● What to produce:
Skip the pictures and copy all the data that follows exactly.
##### Data provided #####
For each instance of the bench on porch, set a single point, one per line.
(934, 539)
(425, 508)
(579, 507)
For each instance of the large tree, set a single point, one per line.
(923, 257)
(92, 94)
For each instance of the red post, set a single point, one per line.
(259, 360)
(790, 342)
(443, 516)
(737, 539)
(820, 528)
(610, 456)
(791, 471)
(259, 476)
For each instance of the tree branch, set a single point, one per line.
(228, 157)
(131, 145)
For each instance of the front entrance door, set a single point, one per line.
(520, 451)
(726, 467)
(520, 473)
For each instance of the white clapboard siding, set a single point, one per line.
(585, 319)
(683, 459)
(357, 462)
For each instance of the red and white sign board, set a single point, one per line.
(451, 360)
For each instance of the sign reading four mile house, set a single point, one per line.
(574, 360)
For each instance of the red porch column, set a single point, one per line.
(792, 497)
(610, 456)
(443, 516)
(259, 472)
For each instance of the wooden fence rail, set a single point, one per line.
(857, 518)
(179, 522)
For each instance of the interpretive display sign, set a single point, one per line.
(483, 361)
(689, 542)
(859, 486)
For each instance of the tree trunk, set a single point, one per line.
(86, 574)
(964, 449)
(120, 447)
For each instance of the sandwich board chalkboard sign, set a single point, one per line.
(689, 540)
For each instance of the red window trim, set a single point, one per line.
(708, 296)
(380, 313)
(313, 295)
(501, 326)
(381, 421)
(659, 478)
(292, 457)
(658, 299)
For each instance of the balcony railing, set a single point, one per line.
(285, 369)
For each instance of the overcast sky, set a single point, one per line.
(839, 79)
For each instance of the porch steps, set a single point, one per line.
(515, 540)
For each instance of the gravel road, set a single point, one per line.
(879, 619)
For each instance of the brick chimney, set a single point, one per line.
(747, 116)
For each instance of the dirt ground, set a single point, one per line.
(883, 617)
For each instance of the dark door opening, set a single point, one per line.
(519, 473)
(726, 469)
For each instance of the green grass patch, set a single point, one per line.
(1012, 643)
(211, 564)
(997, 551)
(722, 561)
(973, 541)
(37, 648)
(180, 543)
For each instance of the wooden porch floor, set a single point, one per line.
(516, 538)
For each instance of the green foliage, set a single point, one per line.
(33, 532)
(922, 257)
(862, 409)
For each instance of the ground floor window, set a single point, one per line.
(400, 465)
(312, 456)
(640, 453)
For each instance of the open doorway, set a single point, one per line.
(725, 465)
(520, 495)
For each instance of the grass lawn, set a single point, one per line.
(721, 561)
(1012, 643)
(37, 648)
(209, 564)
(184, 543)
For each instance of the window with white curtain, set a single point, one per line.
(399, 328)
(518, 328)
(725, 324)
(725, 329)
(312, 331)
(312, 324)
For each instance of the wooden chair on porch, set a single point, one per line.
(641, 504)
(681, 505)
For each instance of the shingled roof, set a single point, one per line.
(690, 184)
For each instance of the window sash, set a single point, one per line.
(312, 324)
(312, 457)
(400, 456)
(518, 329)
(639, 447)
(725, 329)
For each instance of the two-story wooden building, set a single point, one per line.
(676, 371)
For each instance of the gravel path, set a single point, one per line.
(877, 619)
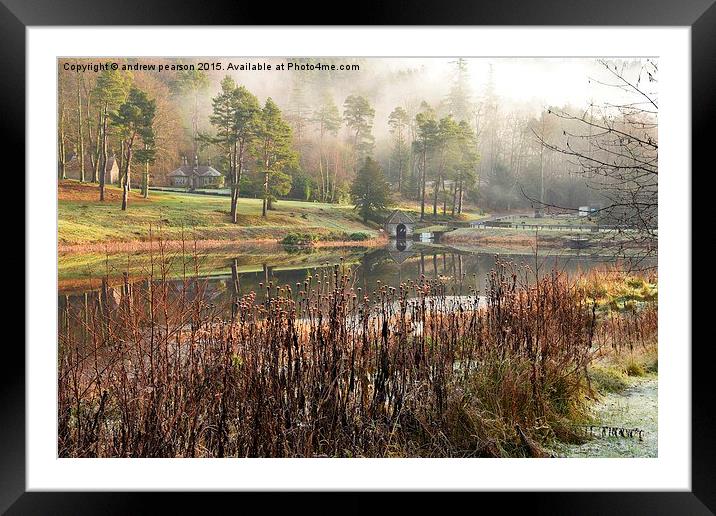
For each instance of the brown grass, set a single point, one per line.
(321, 368)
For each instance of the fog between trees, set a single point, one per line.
(491, 134)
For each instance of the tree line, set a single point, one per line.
(443, 151)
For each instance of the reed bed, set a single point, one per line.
(325, 369)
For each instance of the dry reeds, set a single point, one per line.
(321, 368)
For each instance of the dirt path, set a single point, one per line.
(636, 407)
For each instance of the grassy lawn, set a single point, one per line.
(82, 219)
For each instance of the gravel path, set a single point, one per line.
(636, 407)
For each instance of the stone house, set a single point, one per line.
(196, 176)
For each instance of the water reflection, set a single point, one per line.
(398, 262)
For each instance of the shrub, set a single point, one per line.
(359, 236)
(608, 379)
(299, 239)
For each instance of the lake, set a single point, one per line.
(227, 273)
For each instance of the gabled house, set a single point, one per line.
(111, 171)
(196, 176)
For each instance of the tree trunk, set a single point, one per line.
(103, 157)
(97, 149)
(127, 171)
(235, 166)
(436, 190)
(80, 139)
(422, 186)
(454, 200)
(145, 180)
(266, 192)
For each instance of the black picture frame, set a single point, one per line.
(17, 15)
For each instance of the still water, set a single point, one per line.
(463, 272)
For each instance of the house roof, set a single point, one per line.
(201, 170)
(399, 217)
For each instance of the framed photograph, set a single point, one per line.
(415, 253)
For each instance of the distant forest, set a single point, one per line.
(306, 133)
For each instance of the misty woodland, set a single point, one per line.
(357, 257)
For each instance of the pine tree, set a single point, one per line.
(273, 151)
(369, 191)
(134, 119)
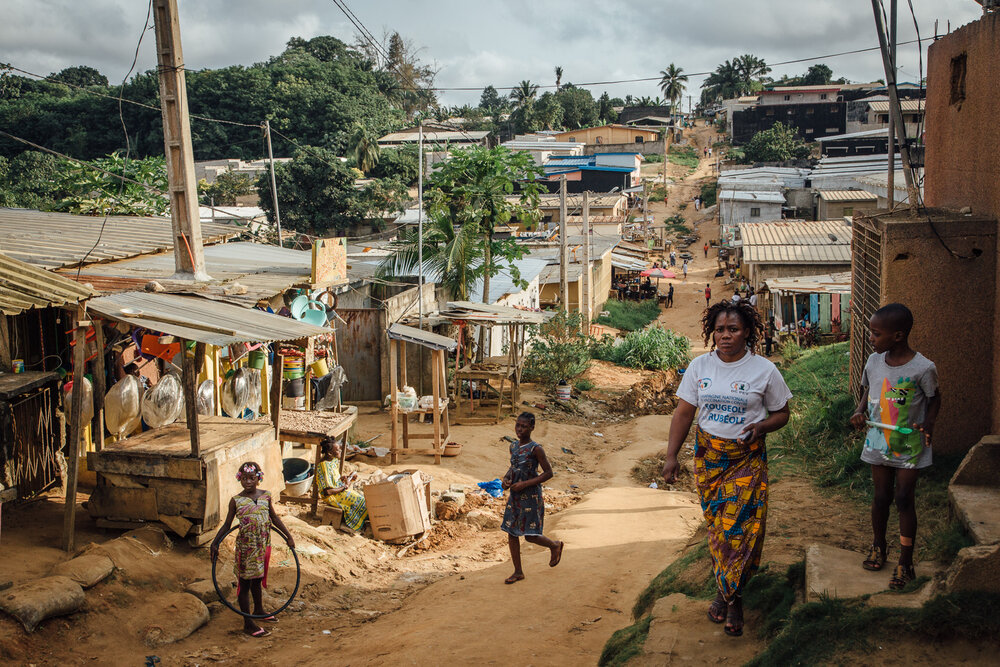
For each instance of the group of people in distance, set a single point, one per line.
(738, 397)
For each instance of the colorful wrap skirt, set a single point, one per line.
(732, 484)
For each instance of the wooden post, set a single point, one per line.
(276, 377)
(436, 360)
(99, 386)
(189, 257)
(75, 432)
(393, 401)
(189, 376)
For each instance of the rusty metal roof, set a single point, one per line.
(56, 240)
(202, 320)
(847, 195)
(801, 242)
(23, 287)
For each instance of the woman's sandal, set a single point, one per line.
(717, 610)
(902, 575)
(876, 559)
(734, 618)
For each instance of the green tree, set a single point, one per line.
(92, 192)
(81, 75)
(777, 144)
(672, 84)
(817, 75)
(578, 105)
(227, 187)
(452, 255)
(364, 148)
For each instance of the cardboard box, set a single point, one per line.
(401, 508)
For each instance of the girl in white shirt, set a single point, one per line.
(739, 397)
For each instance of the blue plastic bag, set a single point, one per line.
(493, 488)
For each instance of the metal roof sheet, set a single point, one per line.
(831, 283)
(56, 240)
(801, 242)
(907, 106)
(846, 195)
(420, 337)
(202, 320)
(23, 287)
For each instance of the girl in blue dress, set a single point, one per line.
(525, 508)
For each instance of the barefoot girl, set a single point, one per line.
(525, 508)
(255, 511)
(899, 405)
(740, 396)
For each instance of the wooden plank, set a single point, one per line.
(76, 431)
(99, 386)
(116, 502)
(178, 524)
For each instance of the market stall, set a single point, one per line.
(182, 473)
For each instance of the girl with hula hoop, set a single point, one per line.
(256, 513)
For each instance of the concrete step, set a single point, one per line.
(837, 573)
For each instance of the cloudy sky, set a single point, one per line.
(478, 43)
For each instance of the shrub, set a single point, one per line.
#####
● Written answer:
For each instance of the bench on porch, set a single point, one per line.
(934, 539)
(425, 508)
(579, 507)
For each instance of the large tree, set a single point, one per line.
(923, 257)
(92, 94)
For each instance of the red post, set a single point, one per line.
(259, 360)
(790, 342)
(443, 516)
(737, 539)
(820, 528)
(610, 456)
(791, 471)
(259, 476)
For each instance of the tree branch, set a single point, one per line.
(228, 157)
(131, 145)
For each instance of the front entrance door, set a single point, one per line.
(520, 451)
(726, 467)
(520, 473)
For each instance of the white clapboard siding, set a single point, one per line.
(585, 319)
(683, 459)
(357, 462)
For each instance of the red and white sign board, set a single point, one per line.
(451, 360)
For each instance of the sign reading four mile house, set a single point, one per line.
(574, 360)
For each instance of the red porch column, set a single point, one per line.
(792, 497)
(610, 456)
(443, 516)
(259, 472)
For each instance of the wooden fence rail, set a single point, one per line.
(857, 518)
(179, 522)
For each instance of the interpretive display sign, set a single point, one per line.
(483, 361)
(689, 542)
(859, 486)
For each instance of the tree trunk, set a single point, one per line.
(86, 574)
(964, 449)
(120, 447)
For each instance of the sandwich board chalkboard sign, set a single point, one per line.
(689, 540)
For each instance of the red window trim, set a single point, one per line.
(708, 296)
(380, 313)
(313, 295)
(501, 326)
(381, 421)
(659, 478)
(292, 457)
(658, 299)
For each instance of the balcony railing, set a single point, one per line.
(285, 369)
For each instance of the overcast sky, set a single point, one per line.
(839, 79)
For each instance of the porch steps, set a single point, one per line.
(515, 540)
For each instance of the gravel road, set a single point, one per line.
(879, 619)
For each instance of the brick chimney, set a single point, one per line.
(747, 116)
For each instance of the dirt ground, set a single point, one per line.
(883, 617)
For each instance of the dark door opening, set a single point, one per line.
(519, 473)
(726, 469)
For each instance of the green grass patch, set a single point, one per line.
(1012, 643)
(211, 564)
(997, 551)
(722, 561)
(973, 541)
(37, 648)
(180, 543)
For each instance of the wooden porch floor, set a single point, one per line.
(516, 538)
For each instance of the green foliage, set a single point, one per line.
(33, 532)
(922, 257)
(862, 409)
For each instance of the ground floor window, set a single point, one per line.
(400, 465)
(312, 456)
(640, 453)
For each instance of the open doorway, set a single point, one per line.
(725, 465)
(520, 495)
For each instance of the grass lawn, set a single point, one per line.
(721, 561)
(1012, 643)
(37, 648)
(209, 564)
(184, 543)
For each instance of the window with white curtain, set a single point, one per line.
(399, 328)
(518, 328)
(725, 324)
(725, 329)
(312, 331)
(312, 324)
For each instance of the wooden chair on porch, set a single point, one per line.
(641, 504)
(681, 505)
For each instance of the shingled roof, set a single point, one per line.
(690, 184)
For each instance of the window sash, set a single point, one per line.
(312, 324)
(312, 457)
(400, 456)
(518, 329)
(639, 447)
(725, 329)
For each instance of the two-story wooden building, set a single point, one per line.
(676, 371)
For each instance of the gravel path, set a single point, one per line.
(877, 619)
For each instance of the brown grass, set a single point, one per line.
(321, 368)
For each instance of the fog between trees, set a single point, one per line.
(491, 134)
For each instance of the tree line, set a single point, one per line.
(443, 151)
For each instance of the reed bed, set a single point, one per line.
(325, 369)
For each instance of the dry reeds, set a single point, one per line.
(321, 368)
For each instance of the dirt path, set a single point, one per line.
(636, 407)
For each instance of the grassy lawn, set a single point, one per line.
(82, 219)
For each instance of the gravel path, set a single point, one per line.
(636, 407)
For each instance of the stone house, set a single point, one per line.
(196, 176)
For each instance of the water reflection, set a single point, one per line.
(398, 262)
For each instance of the shrub, set a single point, one per line.
(359, 236)
(608, 379)
(299, 239)
For each instance of the lake, set a single point, one per line.
(227, 273)
For each instance of the gabled house, set a single point, one per line.
(111, 171)
(196, 176)
For each instance of the tree trunk, set a single point, one per line.
(103, 157)
(97, 149)
(127, 171)
(235, 166)
(436, 190)
(80, 139)
(422, 186)
(454, 200)
(145, 180)
(266, 192)
For each instance of the black picture frame, set a single point, one per line.
(17, 15)
For each instance of the still water, set a single point, one per line.
(463, 272)
For each instance of the house roof, set a single point, one per line.
(201, 170)
(399, 217)
For each instance of the framed photograph, set a single point, one per line.
(415, 253)
For each instance of the distant forest, set a single point, one per line.
(306, 133)
For each instance of the misty woodland, set a single point, one per line.
(357, 257)
For each instance of the pine tree, set a single point, one per line.
(273, 151)
(369, 191)
(134, 119)
For each instance of the group of people in distance, set a single point, one per line.
(738, 397)
For each instance of the colorful wrap skirt, set a single point, one per line.
(732, 484)
For each instance of the wooden post, set a single point, one per line.
(276, 377)
(436, 360)
(99, 386)
(189, 257)
(75, 432)
(393, 401)
(189, 376)
For each instance of the rusty metal roof, set a single point, one per line.
(56, 240)
(202, 320)
(847, 195)
(801, 242)
(23, 287)
For each instance of the woman's sandal, set a single point, one per line.
(717, 610)
(902, 575)
(876, 559)
(734, 618)
For each instance of the green tree, set a single point, one per line.
(92, 192)
(81, 75)
(777, 144)
(672, 84)
(817, 75)
(578, 105)
(227, 187)
(452, 255)
(364, 148)
For each instance of the cardboard box, set a single point, one per line.
(401, 508)
For each instance of the girl in white shirt, set a single point, one per line.
(739, 397)
For each instance of the blue plastic bag, set a single point, one per line.
(493, 488)
For each instance of the metal roof sheet, set a single point, one per line.
(831, 283)
(56, 240)
(801, 242)
(907, 106)
(846, 195)
(420, 337)
(202, 320)
(23, 287)
For each instance of the girl in blue dress, set a single point, one per line.
(525, 508)
For each instance of the barefoot girl, set a single point, one per line.
(525, 508)
(255, 511)
(899, 405)
(740, 396)
For each instance of the wooden plank, set a single point, one per line.
(76, 431)
(99, 386)
(116, 502)
(178, 524)
For each instance of the market stall, set a single point, one per line.
(182, 473)
For each instance of the girl with hula hoop, set a single point, one per line.
(256, 513)
For each instance of the concrete step, set a single point, one per line.
(837, 573)
For each instance of the cloudy sky, set a single point, one per line.
(478, 43)
For each instance of the shrub, set a single point, one per line.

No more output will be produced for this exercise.